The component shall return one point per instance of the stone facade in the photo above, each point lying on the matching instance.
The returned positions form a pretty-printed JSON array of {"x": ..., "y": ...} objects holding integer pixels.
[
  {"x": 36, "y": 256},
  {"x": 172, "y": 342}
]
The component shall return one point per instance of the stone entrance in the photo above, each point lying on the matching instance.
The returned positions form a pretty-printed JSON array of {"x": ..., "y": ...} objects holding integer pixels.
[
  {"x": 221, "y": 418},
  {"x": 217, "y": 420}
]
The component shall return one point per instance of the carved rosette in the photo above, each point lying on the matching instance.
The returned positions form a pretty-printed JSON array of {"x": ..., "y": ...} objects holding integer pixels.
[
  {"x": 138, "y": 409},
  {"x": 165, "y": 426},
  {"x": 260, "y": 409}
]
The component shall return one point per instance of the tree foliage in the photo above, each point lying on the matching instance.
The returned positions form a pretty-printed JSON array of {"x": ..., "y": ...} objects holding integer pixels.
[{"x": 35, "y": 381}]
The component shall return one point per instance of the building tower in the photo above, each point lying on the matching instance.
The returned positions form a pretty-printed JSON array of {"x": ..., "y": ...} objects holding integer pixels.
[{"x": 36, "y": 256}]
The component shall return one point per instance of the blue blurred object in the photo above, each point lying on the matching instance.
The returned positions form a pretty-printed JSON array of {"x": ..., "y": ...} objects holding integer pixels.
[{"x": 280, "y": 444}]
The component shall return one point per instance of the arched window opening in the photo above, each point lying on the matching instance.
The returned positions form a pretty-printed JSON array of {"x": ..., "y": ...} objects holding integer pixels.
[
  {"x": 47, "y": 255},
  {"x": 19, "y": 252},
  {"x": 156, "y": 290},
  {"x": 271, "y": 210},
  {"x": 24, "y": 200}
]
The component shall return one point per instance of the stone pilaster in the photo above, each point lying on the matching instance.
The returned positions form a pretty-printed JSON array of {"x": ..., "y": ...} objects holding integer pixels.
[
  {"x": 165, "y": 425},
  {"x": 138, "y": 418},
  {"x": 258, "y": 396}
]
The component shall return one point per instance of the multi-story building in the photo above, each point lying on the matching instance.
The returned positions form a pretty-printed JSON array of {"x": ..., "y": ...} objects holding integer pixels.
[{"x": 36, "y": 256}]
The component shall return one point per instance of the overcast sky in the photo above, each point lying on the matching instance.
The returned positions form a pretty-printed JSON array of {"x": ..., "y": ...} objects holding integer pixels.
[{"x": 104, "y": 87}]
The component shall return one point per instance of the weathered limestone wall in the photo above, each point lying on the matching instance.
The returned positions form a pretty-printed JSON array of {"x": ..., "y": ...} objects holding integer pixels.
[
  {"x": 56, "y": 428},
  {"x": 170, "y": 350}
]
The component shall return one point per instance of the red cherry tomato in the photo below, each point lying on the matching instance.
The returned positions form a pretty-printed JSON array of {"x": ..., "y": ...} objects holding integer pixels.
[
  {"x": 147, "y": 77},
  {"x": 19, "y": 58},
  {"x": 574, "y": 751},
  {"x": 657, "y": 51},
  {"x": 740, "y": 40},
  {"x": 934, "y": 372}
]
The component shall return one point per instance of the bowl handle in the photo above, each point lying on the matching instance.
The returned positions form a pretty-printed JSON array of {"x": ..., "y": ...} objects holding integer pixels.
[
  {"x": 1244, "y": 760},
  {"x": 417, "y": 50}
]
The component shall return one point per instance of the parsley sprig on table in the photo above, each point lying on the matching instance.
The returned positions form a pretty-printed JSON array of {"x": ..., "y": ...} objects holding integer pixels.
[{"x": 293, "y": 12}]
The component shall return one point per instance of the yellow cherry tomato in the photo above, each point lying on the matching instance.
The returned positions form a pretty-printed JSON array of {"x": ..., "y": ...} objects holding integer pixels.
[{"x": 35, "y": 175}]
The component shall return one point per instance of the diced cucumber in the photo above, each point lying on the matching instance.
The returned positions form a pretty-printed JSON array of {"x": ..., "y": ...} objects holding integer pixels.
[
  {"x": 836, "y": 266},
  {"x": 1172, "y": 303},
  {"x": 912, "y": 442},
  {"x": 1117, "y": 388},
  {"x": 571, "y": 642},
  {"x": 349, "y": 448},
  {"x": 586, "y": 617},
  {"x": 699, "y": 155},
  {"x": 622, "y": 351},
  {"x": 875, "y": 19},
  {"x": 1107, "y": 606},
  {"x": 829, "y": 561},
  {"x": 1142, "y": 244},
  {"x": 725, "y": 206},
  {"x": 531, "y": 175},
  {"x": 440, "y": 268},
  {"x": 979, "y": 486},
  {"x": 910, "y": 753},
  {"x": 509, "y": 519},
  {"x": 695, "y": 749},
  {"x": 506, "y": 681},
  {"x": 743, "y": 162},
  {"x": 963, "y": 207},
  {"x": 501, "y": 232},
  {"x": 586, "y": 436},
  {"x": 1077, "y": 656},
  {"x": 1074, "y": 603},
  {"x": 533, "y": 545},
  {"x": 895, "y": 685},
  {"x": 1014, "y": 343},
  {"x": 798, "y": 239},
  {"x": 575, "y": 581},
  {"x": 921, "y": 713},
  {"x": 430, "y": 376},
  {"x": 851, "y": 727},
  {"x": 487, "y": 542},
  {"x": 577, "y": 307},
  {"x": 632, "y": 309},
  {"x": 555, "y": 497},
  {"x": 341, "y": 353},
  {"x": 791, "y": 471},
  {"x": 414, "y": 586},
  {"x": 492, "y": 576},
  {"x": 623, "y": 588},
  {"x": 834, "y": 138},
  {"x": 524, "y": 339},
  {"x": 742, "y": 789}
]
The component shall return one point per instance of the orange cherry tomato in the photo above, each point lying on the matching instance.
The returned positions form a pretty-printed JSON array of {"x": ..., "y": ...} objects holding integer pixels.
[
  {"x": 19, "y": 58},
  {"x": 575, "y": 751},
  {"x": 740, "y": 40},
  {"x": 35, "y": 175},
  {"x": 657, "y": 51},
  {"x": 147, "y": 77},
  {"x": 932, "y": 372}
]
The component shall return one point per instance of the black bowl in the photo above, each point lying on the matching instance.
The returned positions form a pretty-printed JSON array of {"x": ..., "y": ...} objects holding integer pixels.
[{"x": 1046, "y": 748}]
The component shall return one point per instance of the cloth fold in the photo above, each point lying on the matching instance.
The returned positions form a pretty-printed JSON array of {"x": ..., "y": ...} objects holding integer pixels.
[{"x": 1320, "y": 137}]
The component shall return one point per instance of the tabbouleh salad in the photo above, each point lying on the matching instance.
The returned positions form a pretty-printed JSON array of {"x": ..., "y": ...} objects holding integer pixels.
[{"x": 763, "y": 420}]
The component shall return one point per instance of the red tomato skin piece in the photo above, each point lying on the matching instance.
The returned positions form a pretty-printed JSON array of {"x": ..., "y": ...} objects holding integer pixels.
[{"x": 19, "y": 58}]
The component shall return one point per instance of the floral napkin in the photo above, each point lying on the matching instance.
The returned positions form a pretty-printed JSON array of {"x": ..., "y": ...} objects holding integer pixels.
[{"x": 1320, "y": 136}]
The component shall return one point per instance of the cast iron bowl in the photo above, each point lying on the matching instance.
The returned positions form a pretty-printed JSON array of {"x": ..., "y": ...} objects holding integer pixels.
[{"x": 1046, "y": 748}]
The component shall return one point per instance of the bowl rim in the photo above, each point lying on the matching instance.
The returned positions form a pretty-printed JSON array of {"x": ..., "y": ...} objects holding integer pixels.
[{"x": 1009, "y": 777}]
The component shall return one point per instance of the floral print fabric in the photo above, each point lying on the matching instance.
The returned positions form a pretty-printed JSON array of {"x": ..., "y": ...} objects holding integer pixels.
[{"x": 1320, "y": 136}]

*-*-*

• **GOAL**
Convert the stretch of entries from the line containing "The component shall return one point per instance of the cast" through the end of the entries into a JSON list of strings, one string per line, with blank lines omitted.

• **SOLUTION FOR THIS TASK**
[
  "The component shall return one point per instance of the cast iron bowl in the photo above, each point lying on the matching instance.",
  "The returned positions form a pretty-printed JSON array of {\"x\": ..., \"y\": ...} objects holding integer pixels.",
  "[{\"x\": 1046, \"y\": 748}]",
  "The component shall return one point per instance of the bowl rim in the photo above, each point lying on the matching instance.",
  "The returned positions form a pretty-printed JSON array of {\"x\": ..., \"y\": ...} objects holding integer pixels.",
  "[{\"x\": 1009, \"y\": 777}]",
  "The component shall return one point per instance of the floral print fabric in the photo above, each point lying on the matching instance.",
  "The returned positions form a pretty-printed JSON array of {\"x\": ..., \"y\": ...} objects holding integer pixels.",
  "[{\"x\": 1320, \"y\": 136}]"
]